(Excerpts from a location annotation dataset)
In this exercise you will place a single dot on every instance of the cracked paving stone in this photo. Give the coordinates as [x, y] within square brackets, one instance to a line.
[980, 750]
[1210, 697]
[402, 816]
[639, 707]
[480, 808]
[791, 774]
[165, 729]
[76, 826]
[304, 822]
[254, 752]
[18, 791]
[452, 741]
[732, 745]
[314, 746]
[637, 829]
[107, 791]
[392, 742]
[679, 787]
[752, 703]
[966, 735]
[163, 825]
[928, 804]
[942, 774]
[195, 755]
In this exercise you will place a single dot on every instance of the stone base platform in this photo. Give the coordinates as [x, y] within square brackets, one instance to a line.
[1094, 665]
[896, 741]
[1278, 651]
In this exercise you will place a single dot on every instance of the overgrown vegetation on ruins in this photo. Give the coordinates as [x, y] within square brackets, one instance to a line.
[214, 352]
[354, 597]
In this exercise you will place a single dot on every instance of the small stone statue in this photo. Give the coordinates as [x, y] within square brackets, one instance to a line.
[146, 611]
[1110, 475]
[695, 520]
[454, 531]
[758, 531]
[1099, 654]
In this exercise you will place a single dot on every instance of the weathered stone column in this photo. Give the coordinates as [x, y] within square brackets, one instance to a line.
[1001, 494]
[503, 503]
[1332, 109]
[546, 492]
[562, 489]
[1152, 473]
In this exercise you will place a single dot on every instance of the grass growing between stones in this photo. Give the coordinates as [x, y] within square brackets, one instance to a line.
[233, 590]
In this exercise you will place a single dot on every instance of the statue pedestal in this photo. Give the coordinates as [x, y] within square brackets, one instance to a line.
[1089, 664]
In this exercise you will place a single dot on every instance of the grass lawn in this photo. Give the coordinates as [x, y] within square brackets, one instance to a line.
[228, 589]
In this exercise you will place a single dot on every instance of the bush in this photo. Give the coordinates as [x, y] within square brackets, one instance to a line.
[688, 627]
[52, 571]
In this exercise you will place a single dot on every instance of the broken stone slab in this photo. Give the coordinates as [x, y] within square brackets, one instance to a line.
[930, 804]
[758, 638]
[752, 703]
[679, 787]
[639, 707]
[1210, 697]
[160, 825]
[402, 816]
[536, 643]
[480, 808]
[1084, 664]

— EXERCISE OBJECTIVE —
Reproduce all the records above line for line, with no changes.

— SOLUTION TO THE PROBLEM —
In this exercise you will place a single dot on every instance of the cracked paving stone in this photo. Give the coordinates as [x, y] within square brackets, one instance to a line.
[980, 750]
[1210, 697]
[402, 816]
[639, 707]
[480, 808]
[791, 774]
[165, 729]
[76, 826]
[304, 822]
[254, 752]
[18, 791]
[452, 741]
[732, 745]
[314, 746]
[637, 829]
[107, 791]
[392, 742]
[679, 787]
[752, 703]
[966, 735]
[163, 825]
[928, 804]
[942, 774]
[195, 755]
In this exercise you will place a single dot on every instance of the stone base platform in this photo. Give the coordinates as [x, y] within square brackets, one instance to a line.
[1094, 665]
[896, 741]
[1278, 651]
In this exercise you will place a single dot on every instance of the overgrown vegetation on ruins in this photo. Give the coordinates as [x, y] within square brackets, one instance to a line.
[214, 352]
[354, 597]
In this exercise you will place a single dot on every instance of the small stone statue in this photo. Give the coordinates as [x, y] within square brackets, one instance to a line.
[146, 611]
[1110, 475]
[695, 520]
[454, 531]
[758, 531]
[1099, 654]
In this exercise you will place a single dot on every instance of the weathered stone column in this photo. Give the coordinates as [x, y] within square brackets, one instance to a line.
[1001, 494]
[503, 503]
[1332, 109]
[546, 492]
[562, 489]
[1152, 473]
In this exercise you will place a single dot on every instance of the grass growing between stones in this photo. Give the coordinates as [x, y] within square brackets, one instance to a line.
[233, 590]
In this exercise you will place a single dot on every instance of the statue pedestal in this photo. Give the coordinates as [x, y] within square brackets, one instance to a line.
[1089, 664]
In this exercise you will place a single dot on every instance of the grass lawn in this photo. Give the coordinates as [x, y] within square brackets, one instance to a line.
[228, 589]
In this exercise you will place a single dot on every instance of the bush in this photo. Give the coordinates as [x, y] within square brackets, one instance to a line.
[688, 627]
[52, 571]
In this exercise you will place a single dot on every instance of the broken stone slab in this photo. Give the coordinates as [x, y] within square brackets, one instance to a line.
[930, 804]
[758, 638]
[752, 703]
[679, 787]
[639, 707]
[1210, 697]
[160, 825]
[402, 816]
[536, 643]
[480, 808]
[1084, 664]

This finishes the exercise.